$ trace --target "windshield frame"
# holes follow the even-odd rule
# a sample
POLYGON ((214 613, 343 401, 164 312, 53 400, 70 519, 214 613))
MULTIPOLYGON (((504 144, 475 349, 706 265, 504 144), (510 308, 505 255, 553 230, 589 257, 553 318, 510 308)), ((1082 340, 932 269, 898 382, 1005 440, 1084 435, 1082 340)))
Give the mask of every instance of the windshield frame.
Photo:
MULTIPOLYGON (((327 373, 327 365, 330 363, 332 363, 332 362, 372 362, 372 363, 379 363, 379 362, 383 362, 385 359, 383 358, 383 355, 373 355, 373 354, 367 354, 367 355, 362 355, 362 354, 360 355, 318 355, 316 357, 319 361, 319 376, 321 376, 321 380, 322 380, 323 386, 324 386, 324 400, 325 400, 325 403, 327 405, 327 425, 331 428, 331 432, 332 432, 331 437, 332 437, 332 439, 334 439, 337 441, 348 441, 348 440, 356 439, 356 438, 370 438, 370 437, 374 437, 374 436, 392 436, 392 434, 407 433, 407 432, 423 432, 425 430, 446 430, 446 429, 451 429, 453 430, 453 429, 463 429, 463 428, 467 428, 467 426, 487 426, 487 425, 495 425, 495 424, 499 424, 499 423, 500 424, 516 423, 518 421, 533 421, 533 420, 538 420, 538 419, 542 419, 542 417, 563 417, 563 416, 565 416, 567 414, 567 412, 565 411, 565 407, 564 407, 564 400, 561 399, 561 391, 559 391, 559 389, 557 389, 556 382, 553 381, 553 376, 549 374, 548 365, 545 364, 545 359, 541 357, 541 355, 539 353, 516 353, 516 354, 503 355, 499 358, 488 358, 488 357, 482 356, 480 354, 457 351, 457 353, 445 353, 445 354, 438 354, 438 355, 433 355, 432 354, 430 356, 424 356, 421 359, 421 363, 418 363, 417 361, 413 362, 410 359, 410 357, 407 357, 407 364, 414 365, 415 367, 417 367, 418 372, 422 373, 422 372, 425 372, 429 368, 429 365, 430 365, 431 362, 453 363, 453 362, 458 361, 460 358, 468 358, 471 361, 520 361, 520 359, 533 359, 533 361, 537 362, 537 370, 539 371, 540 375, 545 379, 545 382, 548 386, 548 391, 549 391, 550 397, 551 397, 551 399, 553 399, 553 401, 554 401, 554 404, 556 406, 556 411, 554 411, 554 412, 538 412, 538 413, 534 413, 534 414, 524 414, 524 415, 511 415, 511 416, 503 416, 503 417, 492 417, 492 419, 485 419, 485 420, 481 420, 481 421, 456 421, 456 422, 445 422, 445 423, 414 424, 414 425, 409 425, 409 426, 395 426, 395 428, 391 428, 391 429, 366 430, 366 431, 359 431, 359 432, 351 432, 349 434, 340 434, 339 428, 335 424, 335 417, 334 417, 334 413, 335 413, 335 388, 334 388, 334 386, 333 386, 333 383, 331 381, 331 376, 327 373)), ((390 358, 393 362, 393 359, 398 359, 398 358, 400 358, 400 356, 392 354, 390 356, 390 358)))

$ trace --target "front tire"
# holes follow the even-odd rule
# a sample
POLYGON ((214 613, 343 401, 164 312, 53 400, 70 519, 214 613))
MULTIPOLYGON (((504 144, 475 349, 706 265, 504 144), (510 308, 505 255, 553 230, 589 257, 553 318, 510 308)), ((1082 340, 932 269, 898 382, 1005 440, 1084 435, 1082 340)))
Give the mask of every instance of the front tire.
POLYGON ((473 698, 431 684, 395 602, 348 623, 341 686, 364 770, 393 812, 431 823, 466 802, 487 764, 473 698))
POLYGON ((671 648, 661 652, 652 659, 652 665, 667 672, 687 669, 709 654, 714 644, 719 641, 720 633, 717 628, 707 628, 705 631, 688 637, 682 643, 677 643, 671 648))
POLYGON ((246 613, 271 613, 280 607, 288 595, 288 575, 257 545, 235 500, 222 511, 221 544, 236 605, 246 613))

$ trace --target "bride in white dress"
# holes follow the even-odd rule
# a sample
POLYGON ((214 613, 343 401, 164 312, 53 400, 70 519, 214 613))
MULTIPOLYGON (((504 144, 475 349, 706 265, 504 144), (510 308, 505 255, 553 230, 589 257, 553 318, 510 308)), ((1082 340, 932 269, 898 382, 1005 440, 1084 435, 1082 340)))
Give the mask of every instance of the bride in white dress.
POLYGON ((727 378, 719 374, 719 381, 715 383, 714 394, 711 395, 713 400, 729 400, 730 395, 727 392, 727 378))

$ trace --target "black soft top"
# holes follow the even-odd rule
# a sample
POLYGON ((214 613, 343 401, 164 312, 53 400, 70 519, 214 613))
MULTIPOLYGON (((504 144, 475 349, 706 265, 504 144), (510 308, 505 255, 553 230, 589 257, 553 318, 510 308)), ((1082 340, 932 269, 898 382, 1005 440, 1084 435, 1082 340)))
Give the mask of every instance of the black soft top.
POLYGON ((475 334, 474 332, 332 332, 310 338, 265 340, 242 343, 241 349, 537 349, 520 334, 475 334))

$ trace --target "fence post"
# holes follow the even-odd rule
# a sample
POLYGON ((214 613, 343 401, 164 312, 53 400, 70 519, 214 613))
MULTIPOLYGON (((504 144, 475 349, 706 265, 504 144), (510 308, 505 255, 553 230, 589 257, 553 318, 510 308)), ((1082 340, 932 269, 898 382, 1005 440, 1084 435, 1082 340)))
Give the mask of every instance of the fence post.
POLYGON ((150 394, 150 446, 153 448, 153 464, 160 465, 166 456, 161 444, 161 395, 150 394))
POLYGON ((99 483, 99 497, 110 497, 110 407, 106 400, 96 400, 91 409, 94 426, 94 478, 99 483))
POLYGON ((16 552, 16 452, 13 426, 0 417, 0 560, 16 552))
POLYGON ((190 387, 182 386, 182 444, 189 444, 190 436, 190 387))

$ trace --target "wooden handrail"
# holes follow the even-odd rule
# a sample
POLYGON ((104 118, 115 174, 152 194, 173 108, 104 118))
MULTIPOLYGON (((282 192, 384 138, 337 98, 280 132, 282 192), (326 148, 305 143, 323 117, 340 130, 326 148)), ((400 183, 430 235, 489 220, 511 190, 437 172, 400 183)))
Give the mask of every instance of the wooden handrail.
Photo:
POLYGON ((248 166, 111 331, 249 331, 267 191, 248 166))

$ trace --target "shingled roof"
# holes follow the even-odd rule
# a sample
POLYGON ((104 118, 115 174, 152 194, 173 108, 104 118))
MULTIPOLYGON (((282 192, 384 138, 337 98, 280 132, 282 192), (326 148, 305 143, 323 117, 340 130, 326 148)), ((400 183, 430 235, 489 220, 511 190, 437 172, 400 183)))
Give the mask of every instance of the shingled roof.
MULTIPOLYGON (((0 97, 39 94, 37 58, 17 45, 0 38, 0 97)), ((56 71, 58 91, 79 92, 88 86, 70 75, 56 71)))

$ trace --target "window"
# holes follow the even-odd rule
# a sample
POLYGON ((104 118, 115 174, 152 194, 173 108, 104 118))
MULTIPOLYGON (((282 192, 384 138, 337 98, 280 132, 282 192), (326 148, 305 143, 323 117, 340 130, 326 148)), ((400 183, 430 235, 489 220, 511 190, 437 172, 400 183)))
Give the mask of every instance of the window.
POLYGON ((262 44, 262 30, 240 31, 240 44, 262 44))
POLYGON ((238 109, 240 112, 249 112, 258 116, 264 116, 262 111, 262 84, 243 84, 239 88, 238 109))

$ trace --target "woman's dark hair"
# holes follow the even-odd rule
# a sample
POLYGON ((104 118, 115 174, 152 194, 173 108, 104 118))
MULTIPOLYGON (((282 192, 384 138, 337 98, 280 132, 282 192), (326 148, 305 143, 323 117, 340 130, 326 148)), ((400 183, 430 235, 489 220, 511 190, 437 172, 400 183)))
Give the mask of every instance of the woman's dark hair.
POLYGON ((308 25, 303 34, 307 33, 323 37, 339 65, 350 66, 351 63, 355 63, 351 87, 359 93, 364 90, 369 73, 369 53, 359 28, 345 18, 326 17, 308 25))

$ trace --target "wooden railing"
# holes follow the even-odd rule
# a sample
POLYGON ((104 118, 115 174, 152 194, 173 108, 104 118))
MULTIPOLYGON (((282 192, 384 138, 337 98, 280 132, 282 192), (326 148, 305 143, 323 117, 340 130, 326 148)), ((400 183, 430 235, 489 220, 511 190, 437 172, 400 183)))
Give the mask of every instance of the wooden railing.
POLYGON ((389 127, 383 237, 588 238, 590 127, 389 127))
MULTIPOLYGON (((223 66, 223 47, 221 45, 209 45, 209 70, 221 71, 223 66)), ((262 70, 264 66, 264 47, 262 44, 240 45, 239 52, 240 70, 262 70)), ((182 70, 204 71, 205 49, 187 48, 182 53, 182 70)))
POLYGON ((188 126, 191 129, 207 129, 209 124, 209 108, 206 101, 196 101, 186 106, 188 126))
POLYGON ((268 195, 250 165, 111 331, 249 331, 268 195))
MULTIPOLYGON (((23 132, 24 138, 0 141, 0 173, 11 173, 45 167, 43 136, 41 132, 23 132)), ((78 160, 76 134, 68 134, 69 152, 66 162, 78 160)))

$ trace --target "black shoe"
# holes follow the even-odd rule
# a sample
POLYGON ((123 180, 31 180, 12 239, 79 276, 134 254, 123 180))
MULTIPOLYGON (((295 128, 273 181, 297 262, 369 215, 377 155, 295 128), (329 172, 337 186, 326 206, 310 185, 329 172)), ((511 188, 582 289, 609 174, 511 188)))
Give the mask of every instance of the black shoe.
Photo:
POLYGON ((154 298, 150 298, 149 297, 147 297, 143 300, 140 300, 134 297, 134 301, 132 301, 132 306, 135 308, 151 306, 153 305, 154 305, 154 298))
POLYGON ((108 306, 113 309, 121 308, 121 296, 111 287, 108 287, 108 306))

━━━━━━━━━━

Goal: How many lines of the records above contain the string "hair"? Reply with only the number.

Exercise response: 2